Your task — Starting with the line containing "Where can you see the horse in" and going on through the end of the items, write out those lines again, requests included. Multiply every coordinate in the answers by 1.6 and round to whole numbers, halves up, and give only those lines.

** Start **

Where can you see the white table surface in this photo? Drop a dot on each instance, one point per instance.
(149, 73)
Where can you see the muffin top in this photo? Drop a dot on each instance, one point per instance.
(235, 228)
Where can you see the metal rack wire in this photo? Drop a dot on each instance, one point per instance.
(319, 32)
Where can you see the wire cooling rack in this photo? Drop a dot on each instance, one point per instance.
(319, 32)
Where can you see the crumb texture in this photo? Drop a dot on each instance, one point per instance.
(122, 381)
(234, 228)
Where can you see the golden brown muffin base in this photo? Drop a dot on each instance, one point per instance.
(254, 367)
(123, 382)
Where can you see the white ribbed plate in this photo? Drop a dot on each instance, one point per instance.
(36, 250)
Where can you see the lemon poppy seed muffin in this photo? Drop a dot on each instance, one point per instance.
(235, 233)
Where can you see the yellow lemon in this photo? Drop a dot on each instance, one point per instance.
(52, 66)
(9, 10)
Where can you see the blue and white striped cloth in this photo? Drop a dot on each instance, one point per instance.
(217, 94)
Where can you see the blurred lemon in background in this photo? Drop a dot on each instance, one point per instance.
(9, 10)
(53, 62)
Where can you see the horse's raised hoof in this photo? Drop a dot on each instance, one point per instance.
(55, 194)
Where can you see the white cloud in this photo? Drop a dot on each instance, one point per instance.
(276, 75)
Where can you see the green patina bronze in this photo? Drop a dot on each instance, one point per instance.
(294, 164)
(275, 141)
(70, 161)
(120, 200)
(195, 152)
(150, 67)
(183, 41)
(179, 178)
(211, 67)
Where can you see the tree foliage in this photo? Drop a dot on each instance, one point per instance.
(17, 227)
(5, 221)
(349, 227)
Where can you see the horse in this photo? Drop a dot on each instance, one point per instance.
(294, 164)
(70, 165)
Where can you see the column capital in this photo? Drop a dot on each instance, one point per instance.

** End **

Solution below —
Where can you see the horse in this photo? Drop a dot on each instance, one point per instance.
(470, 262)
(112, 264)
Where can you see the column capital in this photo? Drop a dot on each instance, one point per instance.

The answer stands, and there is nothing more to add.